PROVIDED TEXT:
%%

Hello. I was recently told that I need to avoid sugar. What does that mean? I’m honestly confused by it all.
Hi, you’ve come to the right place. There are so many names for sugar that it’s almost ridiculous at this point. You’re about to dive deep into a really big topic and there’s a lot of confusing information out there. First, let’s start with some basics, then I’ll give you resources to keep you going.
Sugar: When people use this word, they’re usually referring to white sugar from sugar cane. Sugar cane makes cane juice, molasses, white sugar, raw sugar, light brown sugar, dark brown sugar, and several others.
Fructose: The natural sugars found in fruit.
Lactose: The natural sugars found in milk.
Unrefined Sugar: Forms of sweeteners that aren’t from sugar cane that are closer to a natural state. We call them unrefined because unlike white cane sugar, the nutrients are still in place. Examples include date sugar, honey, molasses, and maple.

%%

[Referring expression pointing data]

%%

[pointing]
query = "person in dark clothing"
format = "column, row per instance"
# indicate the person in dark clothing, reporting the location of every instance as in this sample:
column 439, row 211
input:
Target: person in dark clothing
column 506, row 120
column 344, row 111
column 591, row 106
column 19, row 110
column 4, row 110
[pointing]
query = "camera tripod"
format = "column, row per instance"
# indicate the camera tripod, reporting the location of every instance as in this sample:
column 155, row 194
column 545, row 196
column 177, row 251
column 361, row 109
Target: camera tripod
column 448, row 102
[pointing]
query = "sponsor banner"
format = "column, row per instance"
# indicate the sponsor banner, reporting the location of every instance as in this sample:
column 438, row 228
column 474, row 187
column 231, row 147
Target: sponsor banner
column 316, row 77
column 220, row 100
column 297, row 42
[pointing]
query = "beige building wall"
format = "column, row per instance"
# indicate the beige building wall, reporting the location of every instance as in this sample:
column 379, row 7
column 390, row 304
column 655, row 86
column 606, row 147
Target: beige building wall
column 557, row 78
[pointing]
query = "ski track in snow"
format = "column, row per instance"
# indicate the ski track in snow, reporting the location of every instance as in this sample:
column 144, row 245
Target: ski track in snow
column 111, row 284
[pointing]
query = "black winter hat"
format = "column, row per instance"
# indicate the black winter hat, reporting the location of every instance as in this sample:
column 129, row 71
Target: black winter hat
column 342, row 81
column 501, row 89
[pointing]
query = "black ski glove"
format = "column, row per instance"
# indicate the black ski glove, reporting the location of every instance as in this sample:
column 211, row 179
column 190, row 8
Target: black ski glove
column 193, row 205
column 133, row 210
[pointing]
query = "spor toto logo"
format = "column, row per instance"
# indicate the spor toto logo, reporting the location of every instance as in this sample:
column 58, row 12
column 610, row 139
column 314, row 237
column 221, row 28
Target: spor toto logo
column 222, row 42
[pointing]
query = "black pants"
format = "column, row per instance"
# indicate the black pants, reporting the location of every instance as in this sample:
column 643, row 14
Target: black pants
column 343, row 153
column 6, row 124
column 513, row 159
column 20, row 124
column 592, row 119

%%

PROMPT A:
Answer these from the text about sugar:
(i) What is fructose?
(ii) Which sugar is found naturally in milk?
(iii) Why are the sweeteners in the last entry called unrefined?
PROMPT B: Please take the text about sugar further, starting after its last sentence.
The records are separate material and not part of the text about sugar.

RESPONSE A:
(i) The natural sugars found in fruit.
(ii) Lactose.
(iii) Because, unlike white cane sugar, their nutrients are still in place.

RESPONSE B:
Ose: Ingredients ending with “ose” indicate a form of sugar. Examples: Dextrose, Lactose, Fructose.
Now, when someone is told to “avoid sugar” it’s important to get clarity from their doctor. For example, a cane sugar allergy is different from fructose intolerance. There are so many different medical conditions that require sugar avoidance, so you’ll need to know which category you fall into.
Kid Three is intolerant to cane sugar, and sugar alternatives. Fruit sugars don’t count against him because the fiber is there. He can’t have more than one cup of milk on an empty stomach due to the natural sugars. More than that and you’re looking at a problem. Each person will have a unique diagnosis and foods they need to eliminate, or consume in smaller amounts.
Depending on the condition you have, you might have a level of tolerance as well. You’ll have to figure that out as you go. For example, those with a fructose intolerance must also eliminate some vegetables due to their natural sugar content, so knowing why you’re sugar free is important.
The biggest tip to getting started: shop the perimeter of your grocery store. With the exception of added sugar in yogurt and flavoured milks, you’ll find little to no added sugar in the perimeter of a grocery store. Keep your meals simple for the first 20 – 30 days as your body adjusts.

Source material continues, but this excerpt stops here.